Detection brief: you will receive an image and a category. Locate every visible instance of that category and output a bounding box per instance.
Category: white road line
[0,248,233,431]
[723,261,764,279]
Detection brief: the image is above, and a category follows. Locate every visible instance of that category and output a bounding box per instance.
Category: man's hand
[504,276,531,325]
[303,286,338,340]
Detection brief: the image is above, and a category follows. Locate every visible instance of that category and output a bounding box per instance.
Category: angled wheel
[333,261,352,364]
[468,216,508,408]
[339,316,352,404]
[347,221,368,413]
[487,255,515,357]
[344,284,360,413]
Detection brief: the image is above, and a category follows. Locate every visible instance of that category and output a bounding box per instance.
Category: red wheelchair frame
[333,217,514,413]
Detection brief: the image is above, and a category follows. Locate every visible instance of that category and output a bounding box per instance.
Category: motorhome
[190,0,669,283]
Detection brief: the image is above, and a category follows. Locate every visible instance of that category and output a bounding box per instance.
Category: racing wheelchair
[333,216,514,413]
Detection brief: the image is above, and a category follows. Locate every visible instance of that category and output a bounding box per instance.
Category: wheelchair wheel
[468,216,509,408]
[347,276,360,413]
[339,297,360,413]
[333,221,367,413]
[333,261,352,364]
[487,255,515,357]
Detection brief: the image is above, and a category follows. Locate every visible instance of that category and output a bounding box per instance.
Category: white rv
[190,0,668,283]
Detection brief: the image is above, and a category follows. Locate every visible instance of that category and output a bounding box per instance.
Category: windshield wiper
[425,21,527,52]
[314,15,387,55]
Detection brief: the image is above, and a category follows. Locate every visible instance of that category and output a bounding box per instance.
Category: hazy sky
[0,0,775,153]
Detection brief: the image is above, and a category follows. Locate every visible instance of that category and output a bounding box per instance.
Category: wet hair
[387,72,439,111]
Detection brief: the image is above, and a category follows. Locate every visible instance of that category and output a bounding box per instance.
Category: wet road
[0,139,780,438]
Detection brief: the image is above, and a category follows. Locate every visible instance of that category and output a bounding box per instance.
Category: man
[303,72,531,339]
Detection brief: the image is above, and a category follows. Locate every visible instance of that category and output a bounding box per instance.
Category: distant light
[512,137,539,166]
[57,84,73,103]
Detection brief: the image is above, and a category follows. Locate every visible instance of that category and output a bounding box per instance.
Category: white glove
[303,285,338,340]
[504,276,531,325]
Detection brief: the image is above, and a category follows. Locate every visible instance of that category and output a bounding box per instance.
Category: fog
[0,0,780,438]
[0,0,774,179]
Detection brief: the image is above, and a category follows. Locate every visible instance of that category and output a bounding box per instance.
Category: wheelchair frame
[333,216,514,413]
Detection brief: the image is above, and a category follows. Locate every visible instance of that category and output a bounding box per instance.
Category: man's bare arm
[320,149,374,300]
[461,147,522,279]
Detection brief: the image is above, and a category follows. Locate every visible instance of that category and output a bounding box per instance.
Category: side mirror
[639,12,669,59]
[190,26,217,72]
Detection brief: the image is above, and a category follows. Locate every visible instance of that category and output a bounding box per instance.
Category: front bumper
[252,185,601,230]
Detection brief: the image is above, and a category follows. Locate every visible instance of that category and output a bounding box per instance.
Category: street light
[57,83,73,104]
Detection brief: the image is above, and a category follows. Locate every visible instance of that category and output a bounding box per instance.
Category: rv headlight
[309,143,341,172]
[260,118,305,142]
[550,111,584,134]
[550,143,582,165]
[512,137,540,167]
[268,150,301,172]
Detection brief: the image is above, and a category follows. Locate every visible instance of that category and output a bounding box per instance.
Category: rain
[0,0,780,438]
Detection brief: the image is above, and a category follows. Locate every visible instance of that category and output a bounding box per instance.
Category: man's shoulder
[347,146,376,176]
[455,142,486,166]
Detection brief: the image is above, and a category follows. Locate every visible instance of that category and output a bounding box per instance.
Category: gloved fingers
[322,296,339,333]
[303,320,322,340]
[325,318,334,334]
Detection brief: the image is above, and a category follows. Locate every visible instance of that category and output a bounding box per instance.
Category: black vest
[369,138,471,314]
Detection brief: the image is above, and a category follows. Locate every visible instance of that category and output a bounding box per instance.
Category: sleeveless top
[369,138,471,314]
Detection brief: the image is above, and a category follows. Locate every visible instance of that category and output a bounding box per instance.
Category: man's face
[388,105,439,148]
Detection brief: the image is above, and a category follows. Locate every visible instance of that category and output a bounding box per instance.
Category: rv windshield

------------------------------------

• **What to produce**
Rewrite everything from the start of the items down to the line containing "[333,217,514,413]", replacing "angled wheel" with "tilted wheel" and leaving all else unchanged.

• **Exercise answer**
Detection brief: you will receive an image and a category. Locate every visible instance of that category and output a bounding box per instance.
Category: white road line
[0,248,233,431]
[723,261,764,279]
Detection brief: the image is above, and a category follows. Locate every visible instance of that category and output a bounding box per instance.
Category: man's hand
[504,276,531,325]
[303,286,338,340]
Detection brief: the image is above, and a category follows. Locate every visible instance of that category and output a bounding box per instance.
Category: tilted wheel
[333,261,352,364]
[468,216,508,408]
[339,316,352,404]
[347,221,368,413]
[487,255,515,357]
[344,284,360,413]
Detection brief: the image is above, and a category follows. Locate every visible instance of that category and output a bounding box per instance.
Category: red wheelchair frame
[333,217,514,413]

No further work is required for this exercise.